*To do:* According to the abstract below, what is the size of the cloning vector pKBY2?
#### Reading text ####
A cosmid for selecting genes by complementation in Aspergillus nidulans: Selection of the developmentally regulated yA locus

  1. M. Melanie Yelton*,
  2. William E. Timberlake*,, and
  3. C. A. M. J. J. van den Hondel
  1. *Department of Plant Pathology, University of California, Davis, CA 95616
  2. Medical Biology Laboratory-TNO, P.O. Box 45, 2280 AA Rijswijk, The Netherlands

Abstract

We constructed a 9.9-kilobase cloning vector, designated pKBY2, for isolating genes by complementation of mutations in Aspergillus nidulans. pKBY2 contains the bacteriophage λ cos site, to permit in vitro assembly of phage particles; a bacterial origin of replication and genes for resistance to ampicillin and chloramphenicol, to permit propagation in Escherichia coli; the A. nidulans trpC + gene, to permit selection in Aspergillus; and a unique BamHI restriction site, to permit insertion of DNA fragments produced by digestion with restriction endonucleases BamHI, BglII, Mbo I, or Sau3A. We used this cosmid to form a quasirandom recombinant DNA library containing 35- to 40-kilobase DNA fragments from a wild-type strain of A. nidulans. DNA from this library transformed a yellow-spored (yA -) pabaA - trpC - Aspergillus strain (FGSC237) to trpC + at frequencies of approximately 10 transformants per μg of DNA. Three of approximately 1000 trpC + pabaA - colonies obtained were putative yA + transformants, because they produced wild-type (green) spores. DNA from each of the green-spored transformants contained pKBY2 sequences and DNA from two transformants transduced E. coli to ampicillin resistance following treatment in vitro with a λ packaging extract. The cosmids recovered in E. coli had similar restriction patterns and both yielded trpC + transformants of A. nidulans FGSC237, 85% of which produced green spores. Several lines of evidence indicate that the recovered cosmids contain a wild-type copy of the yA gene.
#### Information ####
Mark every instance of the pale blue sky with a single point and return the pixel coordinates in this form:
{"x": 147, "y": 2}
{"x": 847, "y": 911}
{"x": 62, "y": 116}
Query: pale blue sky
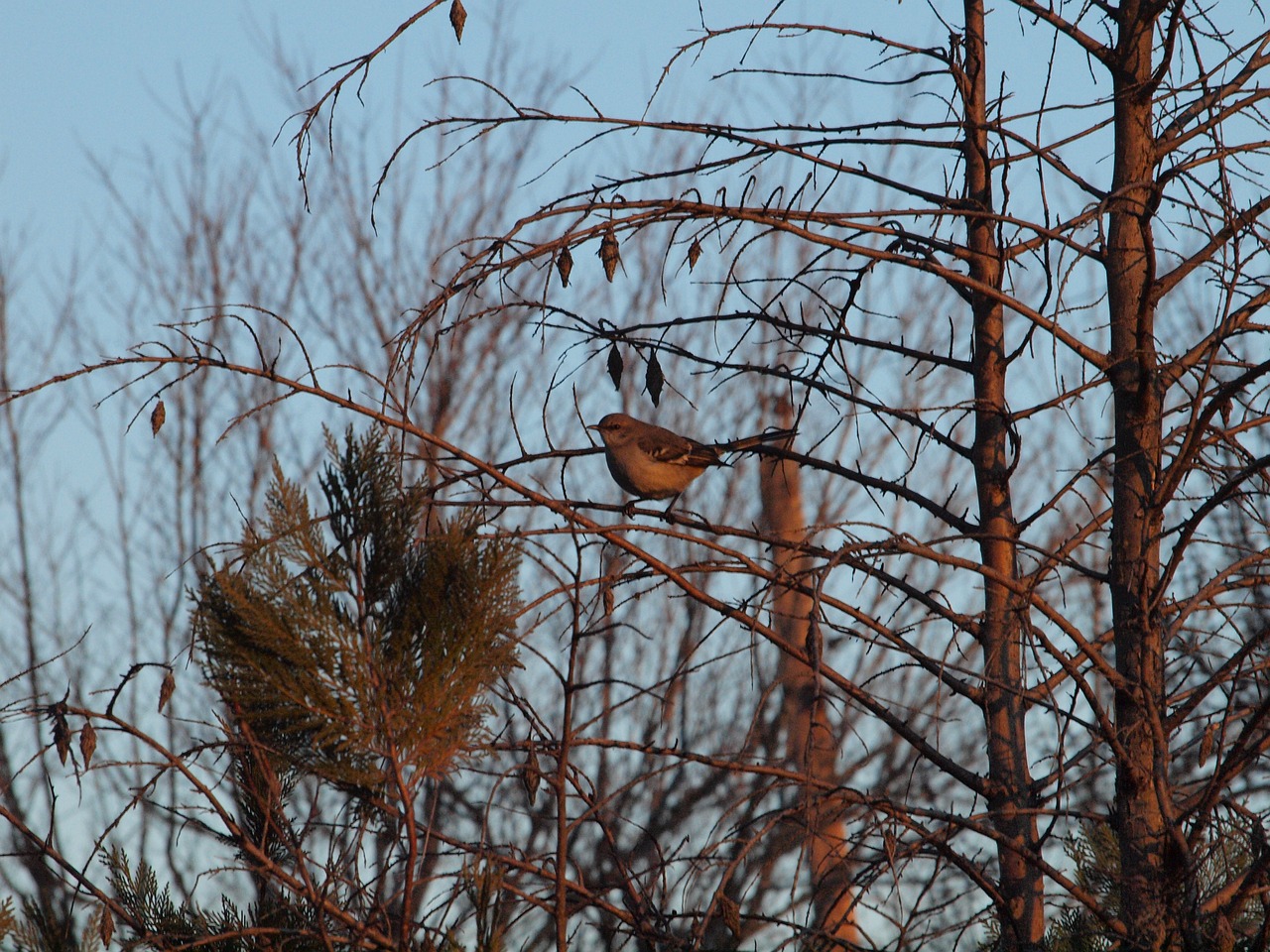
{"x": 104, "y": 80}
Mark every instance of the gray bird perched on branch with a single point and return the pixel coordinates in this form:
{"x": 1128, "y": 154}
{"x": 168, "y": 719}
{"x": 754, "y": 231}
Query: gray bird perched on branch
{"x": 653, "y": 462}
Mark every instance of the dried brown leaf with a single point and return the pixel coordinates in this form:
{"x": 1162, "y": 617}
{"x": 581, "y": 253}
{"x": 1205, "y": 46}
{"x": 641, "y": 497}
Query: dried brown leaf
{"x": 608, "y": 253}
{"x": 105, "y": 927}
{"x": 62, "y": 737}
{"x": 654, "y": 379}
{"x": 531, "y": 775}
{"x": 457, "y": 18}
{"x": 87, "y": 743}
{"x": 730, "y": 914}
{"x": 694, "y": 254}
{"x": 167, "y": 689}
{"x": 616, "y": 366}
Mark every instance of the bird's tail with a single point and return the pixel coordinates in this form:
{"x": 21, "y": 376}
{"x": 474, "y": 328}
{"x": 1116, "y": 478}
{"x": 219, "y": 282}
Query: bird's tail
{"x": 758, "y": 439}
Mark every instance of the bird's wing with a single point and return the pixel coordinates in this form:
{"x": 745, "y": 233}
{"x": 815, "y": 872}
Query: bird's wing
{"x": 670, "y": 447}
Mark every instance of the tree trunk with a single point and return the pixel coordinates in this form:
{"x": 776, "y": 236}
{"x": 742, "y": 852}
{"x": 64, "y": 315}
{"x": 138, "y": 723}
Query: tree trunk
{"x": 1141, "y": 744}
{"x": 1021, "y": 888}
{"x": 811, "y": 743}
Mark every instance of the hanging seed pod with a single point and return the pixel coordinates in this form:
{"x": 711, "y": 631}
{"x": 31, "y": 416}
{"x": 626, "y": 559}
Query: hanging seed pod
{"x": 654, "y": 379}
{"x": 457, "y": 18}
{"x": 694, "y": 254}
{"x": 608, "y": 254}
{"x": 167, "y": 689}
{"x": 87, "y": 743}
{"x": 564, "y": 266}
{"x": 616, "y": 366}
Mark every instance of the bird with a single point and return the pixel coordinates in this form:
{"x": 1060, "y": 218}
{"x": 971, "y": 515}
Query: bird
{"x": 653, "y": 462}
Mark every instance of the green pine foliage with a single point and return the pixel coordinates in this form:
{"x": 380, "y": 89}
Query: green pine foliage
{"x": 356, "y": 648}
{"x": 159, "y": 923}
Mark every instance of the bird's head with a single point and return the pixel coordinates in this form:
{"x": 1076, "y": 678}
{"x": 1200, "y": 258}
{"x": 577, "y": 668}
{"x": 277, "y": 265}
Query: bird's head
{"x": 616, "y": 429}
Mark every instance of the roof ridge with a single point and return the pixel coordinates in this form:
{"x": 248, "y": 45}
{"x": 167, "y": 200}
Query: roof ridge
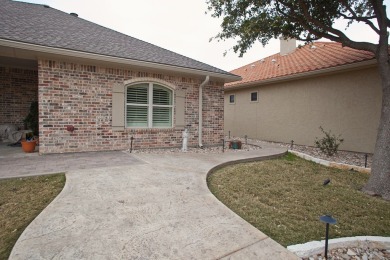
{"x": 307, "y": 58}
{"x": 29, "y": 23}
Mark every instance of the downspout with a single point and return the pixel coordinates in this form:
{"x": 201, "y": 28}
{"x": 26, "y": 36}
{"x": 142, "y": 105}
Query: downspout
{"x": 200, "y": 127}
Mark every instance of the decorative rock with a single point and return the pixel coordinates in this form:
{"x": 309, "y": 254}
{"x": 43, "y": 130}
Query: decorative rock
{"x": 350, "y": 252}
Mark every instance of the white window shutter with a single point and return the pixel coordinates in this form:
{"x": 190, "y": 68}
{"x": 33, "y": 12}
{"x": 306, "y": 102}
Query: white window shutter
{"x": 118, "y": 107}
{"x": 180, "y": 108}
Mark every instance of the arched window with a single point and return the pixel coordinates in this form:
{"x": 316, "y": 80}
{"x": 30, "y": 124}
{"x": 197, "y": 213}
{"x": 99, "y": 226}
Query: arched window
{"x": 149, "y": 105}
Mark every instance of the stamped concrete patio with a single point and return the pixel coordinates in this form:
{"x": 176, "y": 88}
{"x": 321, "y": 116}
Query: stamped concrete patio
{"x": 144, "y": 206}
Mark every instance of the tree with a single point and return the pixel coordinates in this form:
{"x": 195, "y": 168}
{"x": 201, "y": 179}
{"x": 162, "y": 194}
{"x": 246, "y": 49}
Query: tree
{"x": 249, "y": 21}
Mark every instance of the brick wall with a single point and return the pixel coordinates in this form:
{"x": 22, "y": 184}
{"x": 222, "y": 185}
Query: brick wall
{"x": 81, "y": 95}
{"x": 18, "y": 88}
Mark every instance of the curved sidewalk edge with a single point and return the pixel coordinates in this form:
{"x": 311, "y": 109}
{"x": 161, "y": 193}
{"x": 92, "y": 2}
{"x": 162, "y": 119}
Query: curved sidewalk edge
{"x": 317, "y": 247}
{"x": 331, "y": 164}
{"x": 158, "y": 209}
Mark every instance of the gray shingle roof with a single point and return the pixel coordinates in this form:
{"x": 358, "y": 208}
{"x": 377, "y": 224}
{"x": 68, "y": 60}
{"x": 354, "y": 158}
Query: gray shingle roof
{"x": 45, "y": 26}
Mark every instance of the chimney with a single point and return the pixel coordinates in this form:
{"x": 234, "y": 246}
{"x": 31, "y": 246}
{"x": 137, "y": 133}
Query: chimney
{"x": 287, "y": 46}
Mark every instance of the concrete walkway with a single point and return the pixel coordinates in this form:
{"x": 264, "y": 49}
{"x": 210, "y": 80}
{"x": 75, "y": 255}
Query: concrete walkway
{"x": 157, "y": 208}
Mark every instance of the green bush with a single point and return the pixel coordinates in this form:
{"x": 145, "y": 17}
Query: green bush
{"x": 329, "y": 144}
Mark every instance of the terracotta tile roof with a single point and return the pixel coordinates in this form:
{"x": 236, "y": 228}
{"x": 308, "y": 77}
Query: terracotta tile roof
{"x": 319, "y": 55}
{"x": 45, "y": 26}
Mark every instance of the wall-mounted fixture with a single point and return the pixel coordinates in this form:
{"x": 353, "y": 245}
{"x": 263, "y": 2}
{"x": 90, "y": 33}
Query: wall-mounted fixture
{"x": 70, "y": 128}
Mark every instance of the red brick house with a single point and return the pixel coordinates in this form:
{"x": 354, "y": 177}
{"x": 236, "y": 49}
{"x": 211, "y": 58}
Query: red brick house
{"x": 107, "y": 85}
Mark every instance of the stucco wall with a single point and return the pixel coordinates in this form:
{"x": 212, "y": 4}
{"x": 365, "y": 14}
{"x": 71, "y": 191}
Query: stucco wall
{"x": 81, "y": 95}
{"x": 18, "y": 88}
{"x": 346, "y": 103}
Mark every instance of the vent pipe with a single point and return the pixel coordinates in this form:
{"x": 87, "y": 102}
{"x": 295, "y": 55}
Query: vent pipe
{"x": 287, "y": 45}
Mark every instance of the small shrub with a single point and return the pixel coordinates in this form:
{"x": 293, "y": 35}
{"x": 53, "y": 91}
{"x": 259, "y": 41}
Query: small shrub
{"x": 329, "y": 144}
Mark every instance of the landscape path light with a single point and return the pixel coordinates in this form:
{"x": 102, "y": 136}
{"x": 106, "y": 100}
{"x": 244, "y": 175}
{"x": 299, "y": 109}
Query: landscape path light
{"x": 329, "y": 221}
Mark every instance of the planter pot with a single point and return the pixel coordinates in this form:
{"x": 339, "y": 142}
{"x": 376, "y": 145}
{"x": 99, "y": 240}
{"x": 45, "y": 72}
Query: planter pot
{"x": 28, "y": 147}
{"x": 235, "y": 144}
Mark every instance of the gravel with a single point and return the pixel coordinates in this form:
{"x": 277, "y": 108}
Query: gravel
{"x": 345, "y": 157}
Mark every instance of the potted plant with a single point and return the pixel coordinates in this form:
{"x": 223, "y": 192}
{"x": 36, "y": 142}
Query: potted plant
{"x": 31, "y": 123}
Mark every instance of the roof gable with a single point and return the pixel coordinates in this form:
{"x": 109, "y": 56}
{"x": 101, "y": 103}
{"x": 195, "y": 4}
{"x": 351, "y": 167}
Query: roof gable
{"x": 309, "y": 58}
{"x": 45, "y": 26}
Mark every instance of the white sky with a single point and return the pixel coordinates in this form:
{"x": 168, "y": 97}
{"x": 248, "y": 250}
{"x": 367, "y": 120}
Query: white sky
{"x": 181, "y": 26}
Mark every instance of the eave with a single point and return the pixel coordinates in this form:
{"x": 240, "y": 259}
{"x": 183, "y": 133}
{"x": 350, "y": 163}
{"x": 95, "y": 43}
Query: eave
{"x": 122, "y": 61}
{"x": 331, "y": 70}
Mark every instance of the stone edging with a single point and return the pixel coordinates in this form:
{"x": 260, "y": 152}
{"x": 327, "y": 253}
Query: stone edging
{"x": 331, "y": 164}
{"x": 317, "y": 247}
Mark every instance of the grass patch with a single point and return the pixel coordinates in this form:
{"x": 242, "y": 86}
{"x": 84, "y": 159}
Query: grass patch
{"x": 285, "y": 197}
{"x": 21, "y": 200}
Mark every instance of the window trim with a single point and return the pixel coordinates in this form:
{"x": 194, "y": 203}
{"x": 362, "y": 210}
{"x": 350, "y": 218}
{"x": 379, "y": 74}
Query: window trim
{"x": 234, "y": 99}
{"x": 150, "y": 105}
{"x": 257, "y": 97}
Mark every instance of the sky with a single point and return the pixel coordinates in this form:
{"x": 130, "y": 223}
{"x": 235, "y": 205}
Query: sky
{"x": 182, "y": 26}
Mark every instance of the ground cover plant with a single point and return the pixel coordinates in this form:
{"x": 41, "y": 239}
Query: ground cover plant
{"x": 285, "y": 197}
{"x": 21, "y": 200}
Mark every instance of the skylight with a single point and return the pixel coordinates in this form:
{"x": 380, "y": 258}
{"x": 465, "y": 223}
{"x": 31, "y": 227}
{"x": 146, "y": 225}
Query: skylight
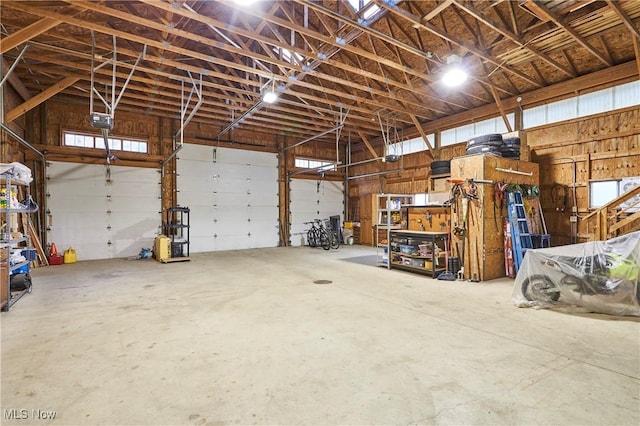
{"x": 364, "y": 8}
{"x": 287, "y": 55}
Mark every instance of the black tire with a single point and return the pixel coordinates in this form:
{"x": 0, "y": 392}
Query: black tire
{"x": 539, "y": 288}
{"x": 492, "y": 139}
{"x": 483, "y": 149}
{"x": 510, "y": 153}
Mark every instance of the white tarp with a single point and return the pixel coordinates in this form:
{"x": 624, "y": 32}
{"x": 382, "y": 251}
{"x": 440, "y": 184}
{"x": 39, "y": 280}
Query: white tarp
{"x": 598, "y": 276}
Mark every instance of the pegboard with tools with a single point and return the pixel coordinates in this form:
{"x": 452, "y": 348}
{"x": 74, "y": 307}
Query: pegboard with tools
{"x": 477, "y": 235}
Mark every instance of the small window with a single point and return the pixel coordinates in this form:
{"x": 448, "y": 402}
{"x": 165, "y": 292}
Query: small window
{"x": 601, "y": 192}
{"x": 321, "y": 165}
{"x": 97, "y": 142}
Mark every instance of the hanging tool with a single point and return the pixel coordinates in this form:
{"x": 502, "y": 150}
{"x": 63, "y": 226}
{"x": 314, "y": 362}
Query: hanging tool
{"x": 446, "y": 275}
{"x": 499, "y": 194}
{"x": 474, "y": 277}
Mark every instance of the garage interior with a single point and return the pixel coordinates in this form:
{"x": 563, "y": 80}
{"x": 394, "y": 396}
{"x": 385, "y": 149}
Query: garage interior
####
*Finished task:* pKBY2 is 9.9 kilobases in size.